To be done ::
Write out every line of the rows below as a JSON list of strings, with one string per line and the blank lines omitted.
:::::
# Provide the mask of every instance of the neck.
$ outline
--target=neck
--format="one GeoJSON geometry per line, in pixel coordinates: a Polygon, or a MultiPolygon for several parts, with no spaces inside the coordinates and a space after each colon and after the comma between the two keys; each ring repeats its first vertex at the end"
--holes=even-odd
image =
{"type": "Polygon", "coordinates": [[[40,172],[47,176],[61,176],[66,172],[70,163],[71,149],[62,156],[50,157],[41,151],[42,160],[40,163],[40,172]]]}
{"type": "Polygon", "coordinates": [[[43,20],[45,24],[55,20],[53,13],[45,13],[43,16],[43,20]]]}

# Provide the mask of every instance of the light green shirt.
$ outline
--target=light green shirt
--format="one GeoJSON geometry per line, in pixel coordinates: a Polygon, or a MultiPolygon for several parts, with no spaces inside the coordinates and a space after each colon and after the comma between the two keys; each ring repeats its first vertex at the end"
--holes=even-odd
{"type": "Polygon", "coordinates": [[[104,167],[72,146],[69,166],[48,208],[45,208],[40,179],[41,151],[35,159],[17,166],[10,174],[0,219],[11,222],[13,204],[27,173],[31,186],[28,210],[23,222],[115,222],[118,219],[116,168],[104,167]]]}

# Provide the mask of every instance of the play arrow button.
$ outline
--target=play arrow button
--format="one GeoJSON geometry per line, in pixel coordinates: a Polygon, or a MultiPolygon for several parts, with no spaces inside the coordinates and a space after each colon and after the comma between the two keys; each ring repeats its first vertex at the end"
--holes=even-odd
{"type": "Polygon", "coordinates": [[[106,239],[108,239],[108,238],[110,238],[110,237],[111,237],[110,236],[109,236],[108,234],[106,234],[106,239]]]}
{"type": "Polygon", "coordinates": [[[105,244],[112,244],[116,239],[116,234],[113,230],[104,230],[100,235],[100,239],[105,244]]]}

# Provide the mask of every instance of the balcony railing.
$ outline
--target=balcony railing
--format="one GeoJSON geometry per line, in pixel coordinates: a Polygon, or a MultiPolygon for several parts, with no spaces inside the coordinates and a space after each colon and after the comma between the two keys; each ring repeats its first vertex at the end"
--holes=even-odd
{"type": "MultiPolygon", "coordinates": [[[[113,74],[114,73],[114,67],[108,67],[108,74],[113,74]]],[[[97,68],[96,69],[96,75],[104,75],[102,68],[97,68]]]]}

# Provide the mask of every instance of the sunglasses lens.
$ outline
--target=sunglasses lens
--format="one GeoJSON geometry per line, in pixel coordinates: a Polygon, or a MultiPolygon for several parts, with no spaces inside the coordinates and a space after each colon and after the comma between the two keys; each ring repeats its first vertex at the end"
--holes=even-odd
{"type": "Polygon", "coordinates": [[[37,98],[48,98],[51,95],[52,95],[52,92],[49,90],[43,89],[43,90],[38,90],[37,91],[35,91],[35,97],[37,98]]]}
:::::
Answer for this exercise ::
[
  "# Provide the mask of every instance of the neck.",
  "$ outline",
  "--target=neck",
  "--format=\"one GeoJSON geometry per line, in pixel coordinates: a Polygon, or a MultiPolygon for several parts, with no spaces inside the coordinates and a space after each colon and after the comma between the two keys; each ring repeats its first vertex at the end\"",
  "--holes=even-odd",
  "image =",
  "{\"type\": \"Polygon\", \"coordinates\": [[[40,172],[47,176],[61,176],[66,172],[70,163],[71,149],[62,156],[50,157],[41,151],[42,160],[40,163],[40,172]]]}",
  "{\"type\": \"Polygon\", \"coordinates\": [[[43,20],[45,24],[55,20],[53,13],[45,13],[43,16],[43,20]]]}",
  "# Provide the mask of every instance of the light green shirt.",
  "$ outline",
  "--target=light green shirt",
  "--format=\"one GeoJSON geometry per line, in pixel coordinates: a Polygon, or a MultiPolygon for several parts, with no spaces inside the coordinates and a space after each colon and after the comma between the two keys; each ring repeats its first vertex at the end\"",
  "--holes=even-odd",
  "{\"type\": \"Polygon\", \"coordinates\": [[[104,167],[72,146],[69,166],[48,208],[45,208],[40,179],[41,151],[35,159],[17,166],[10,174],[0,219],[11,222],[13,204],[27,173],[31,186],[28,210],[23,222],[115,222],[118,219],[116,168],[104,167]]]}",
  "# Provide the mask of every instance of the play arrow button.",
  "$ outline",
  "--target=play arrow button",
  "--format=\"one GeoJSON geometry per line, in pixel coordinates: a Polygon, or a MultiPolygon for several parts, with no spaces inside the coordinates and a space after each colon and after the comma between the two keys; each ring repeats its first vertex at the end\"",
  "--holes=even-odd",
  "{\"type\": \"Polygon\", \"coordinates\": [[[106,239],[108,239],[108,238],[110,238],[110,237],[111,237],[110,236],[109,236],[108,234],[106,234],[106,239]]]}",
  "{\"type\": \"Polygon\", \"coordinates\": [[[105,244],[112,244],[116,239],[116,234],[113,230],[104,230],[100,235],[100,239],[105,244]]]}",
  "# Provide the mask of every instance of the balcony railing.",
  "$ outline",
  "--target=balcony railing",
  "--format=\"one GeoJSON geometry per line, in pixel coordinates: a Polygon, or a MultiPolygon for several parts, with no spaces inside the coordinates and a space after each colon and after the comma between the two keys; each ring repeats its first vertex at the end\"",
  "--holes=even-odd",
  "{\"type\": \"MultiPolygon\", \"coordinates\": [[[[113,74],[114,73],[114,67],[108,67],[108,74],[113,74]]],[[[97,68],[96,69],[96,75],[104,75],[102,68],[97,68]]]]}",
  "# Provide the mask of every instance of the sunglasses lens.",
  "$ outline",
  "--target=sunglasses lens",
  "--format=\"one GeoJSON geometry per line, in pixel coordinates: a Polygon, or a MultiPolygon for several parts, with no spaces inside the coordinates and a space after each colon and after the comma between the two keys; each ring repeats its first vertex at the end\"",
  "--holes=even-odd",
  "{\"type\": \"Polygon\", \"coordinates\": [[[37,98],[48,98],[51,95],[52,95],[52,92],[49,90],[43,89],[43,90],[38,90],[37,91],[35,91],[35,97],[37,98]]]}"
]